# Start of TASK DATA

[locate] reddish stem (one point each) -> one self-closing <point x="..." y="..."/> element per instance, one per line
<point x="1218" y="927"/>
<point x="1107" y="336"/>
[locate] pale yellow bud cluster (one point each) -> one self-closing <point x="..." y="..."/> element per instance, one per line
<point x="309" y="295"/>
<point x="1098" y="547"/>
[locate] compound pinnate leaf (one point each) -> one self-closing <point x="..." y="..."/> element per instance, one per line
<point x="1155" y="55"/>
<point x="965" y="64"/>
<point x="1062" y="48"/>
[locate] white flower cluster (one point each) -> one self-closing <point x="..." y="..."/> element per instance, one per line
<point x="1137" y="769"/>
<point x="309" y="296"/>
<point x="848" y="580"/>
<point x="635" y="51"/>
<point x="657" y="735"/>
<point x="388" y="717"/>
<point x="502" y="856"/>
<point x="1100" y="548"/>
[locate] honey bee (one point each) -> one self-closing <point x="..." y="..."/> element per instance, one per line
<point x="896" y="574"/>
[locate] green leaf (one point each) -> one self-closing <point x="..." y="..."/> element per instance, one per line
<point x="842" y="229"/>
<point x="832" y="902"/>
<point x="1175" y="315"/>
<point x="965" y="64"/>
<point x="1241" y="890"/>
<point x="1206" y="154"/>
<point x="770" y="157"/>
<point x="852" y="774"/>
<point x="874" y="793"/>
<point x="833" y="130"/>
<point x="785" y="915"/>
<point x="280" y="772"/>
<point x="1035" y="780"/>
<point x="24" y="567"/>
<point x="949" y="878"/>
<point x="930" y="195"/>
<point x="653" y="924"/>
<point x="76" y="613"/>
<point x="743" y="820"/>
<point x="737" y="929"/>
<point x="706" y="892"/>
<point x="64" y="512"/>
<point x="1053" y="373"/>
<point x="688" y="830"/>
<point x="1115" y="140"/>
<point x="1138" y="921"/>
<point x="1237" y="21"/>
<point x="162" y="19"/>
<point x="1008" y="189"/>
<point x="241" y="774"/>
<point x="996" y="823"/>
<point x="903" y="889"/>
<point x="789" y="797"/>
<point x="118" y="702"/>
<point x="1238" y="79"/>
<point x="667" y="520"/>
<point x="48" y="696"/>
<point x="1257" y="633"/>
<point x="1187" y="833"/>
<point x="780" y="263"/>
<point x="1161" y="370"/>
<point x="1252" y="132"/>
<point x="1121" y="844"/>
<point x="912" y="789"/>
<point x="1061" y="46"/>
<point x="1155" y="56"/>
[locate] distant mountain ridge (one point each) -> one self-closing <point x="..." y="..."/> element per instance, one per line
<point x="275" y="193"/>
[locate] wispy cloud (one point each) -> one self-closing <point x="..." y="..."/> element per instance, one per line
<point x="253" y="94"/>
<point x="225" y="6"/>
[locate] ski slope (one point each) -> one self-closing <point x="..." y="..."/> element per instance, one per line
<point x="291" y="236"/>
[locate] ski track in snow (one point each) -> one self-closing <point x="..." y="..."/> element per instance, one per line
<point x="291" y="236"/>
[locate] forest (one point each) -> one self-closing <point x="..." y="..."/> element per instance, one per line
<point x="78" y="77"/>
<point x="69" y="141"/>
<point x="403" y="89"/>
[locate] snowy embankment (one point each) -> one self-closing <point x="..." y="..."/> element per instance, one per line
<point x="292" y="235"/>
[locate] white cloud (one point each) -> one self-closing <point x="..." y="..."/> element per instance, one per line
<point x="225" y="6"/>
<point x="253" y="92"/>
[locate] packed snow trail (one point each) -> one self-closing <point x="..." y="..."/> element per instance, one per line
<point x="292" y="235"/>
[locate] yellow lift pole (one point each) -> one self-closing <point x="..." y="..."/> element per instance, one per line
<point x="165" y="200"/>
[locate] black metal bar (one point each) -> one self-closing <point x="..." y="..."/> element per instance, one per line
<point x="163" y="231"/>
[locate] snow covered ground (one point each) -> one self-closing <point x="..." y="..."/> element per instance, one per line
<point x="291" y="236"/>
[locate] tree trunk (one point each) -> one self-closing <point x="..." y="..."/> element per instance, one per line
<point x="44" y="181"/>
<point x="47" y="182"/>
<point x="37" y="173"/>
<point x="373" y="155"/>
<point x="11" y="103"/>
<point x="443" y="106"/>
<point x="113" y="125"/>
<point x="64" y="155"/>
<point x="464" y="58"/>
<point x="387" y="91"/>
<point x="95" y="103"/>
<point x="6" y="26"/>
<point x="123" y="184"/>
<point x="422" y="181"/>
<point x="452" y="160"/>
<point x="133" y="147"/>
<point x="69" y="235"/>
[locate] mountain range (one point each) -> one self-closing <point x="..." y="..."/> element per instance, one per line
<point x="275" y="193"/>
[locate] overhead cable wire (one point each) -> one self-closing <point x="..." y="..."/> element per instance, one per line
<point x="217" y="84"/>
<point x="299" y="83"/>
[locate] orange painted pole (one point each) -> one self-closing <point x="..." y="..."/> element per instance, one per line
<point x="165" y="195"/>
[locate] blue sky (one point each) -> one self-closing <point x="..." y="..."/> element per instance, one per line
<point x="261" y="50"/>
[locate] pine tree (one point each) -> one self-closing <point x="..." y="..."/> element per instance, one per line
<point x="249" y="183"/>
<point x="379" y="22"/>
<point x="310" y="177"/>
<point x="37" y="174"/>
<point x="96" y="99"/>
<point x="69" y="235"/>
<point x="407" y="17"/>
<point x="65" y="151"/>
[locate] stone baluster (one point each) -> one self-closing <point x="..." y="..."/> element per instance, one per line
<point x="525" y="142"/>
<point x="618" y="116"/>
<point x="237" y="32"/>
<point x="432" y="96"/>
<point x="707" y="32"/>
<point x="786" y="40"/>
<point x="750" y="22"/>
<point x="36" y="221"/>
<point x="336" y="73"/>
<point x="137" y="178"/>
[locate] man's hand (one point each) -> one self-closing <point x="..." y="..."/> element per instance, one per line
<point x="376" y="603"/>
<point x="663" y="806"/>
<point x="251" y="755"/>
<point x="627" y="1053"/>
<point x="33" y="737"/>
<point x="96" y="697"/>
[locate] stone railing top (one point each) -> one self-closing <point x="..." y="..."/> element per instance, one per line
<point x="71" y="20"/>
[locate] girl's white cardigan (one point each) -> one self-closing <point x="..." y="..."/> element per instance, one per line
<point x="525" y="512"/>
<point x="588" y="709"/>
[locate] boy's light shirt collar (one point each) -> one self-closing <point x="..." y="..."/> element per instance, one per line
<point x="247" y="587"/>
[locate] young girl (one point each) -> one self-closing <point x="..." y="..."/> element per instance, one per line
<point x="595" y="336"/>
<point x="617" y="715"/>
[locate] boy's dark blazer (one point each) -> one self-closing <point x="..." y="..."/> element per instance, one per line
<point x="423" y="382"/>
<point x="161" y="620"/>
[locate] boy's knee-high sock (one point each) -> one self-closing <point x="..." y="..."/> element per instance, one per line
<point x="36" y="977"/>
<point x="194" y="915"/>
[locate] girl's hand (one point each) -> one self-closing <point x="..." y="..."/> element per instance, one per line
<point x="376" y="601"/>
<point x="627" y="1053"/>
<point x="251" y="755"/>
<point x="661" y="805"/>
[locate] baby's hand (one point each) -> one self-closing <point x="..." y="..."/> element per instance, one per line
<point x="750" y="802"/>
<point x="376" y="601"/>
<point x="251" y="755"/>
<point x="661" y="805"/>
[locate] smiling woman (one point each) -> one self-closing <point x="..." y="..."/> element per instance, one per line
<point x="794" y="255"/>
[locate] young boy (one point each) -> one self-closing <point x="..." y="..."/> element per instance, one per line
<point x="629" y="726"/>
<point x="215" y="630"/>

# End of TASK DATA

Starting at the line that contains "[locate] young girl", copy each line exactly through the end of the listing above. Include that first line and the last one, and add nothing.

**THE OUTPUT**
[locate] young girl (one point each) -> one self-closing <point x="..." y="..."/> element per instance, one per line
<point x="595" y="336"/>
<point x="617" y="715"/>
[locate] boy's dark blazer (one point each) -> one self-closing <point x="..." y="..."/> element per instance, one per line
<point x="423" y="382"/>
<point x="161" y="620"/>
[locate] boy's knee-high sock (one point each) -> one self-closing <point x="..." y="..."/> element per instance, one per line
<point x="36" y="977"/>
<point x="194" y="915"/>
[locate] girl's hand (one point each) -> one self-closing <point x="..." y="..."/> element per instance, one per line
<point x="376" y="601"/>
<point x="627" y="1053"/>
<point x="251" y="755"/>
<point x="661" y="805"/>
[locate] baby's hand (one point each) -> one self-closing <point x="..." y="..."/> element per instance, one per line
<point x="750" y="802"/>
<point x="376" y="601"/>
<point x="251" y="755"/>
<point x="661" y="805"/>
[locate] smiling woman (one point each) -> one self-closing <point x="..." y="..."/> element per instance, one per line
<point x="794" y="255"/>
[locate] young boy (one point each) -> one self-closing <point x="..." y="..."/> element per instance, one per line
<point x="629" y="726"/>
<point x="215" y="630"/>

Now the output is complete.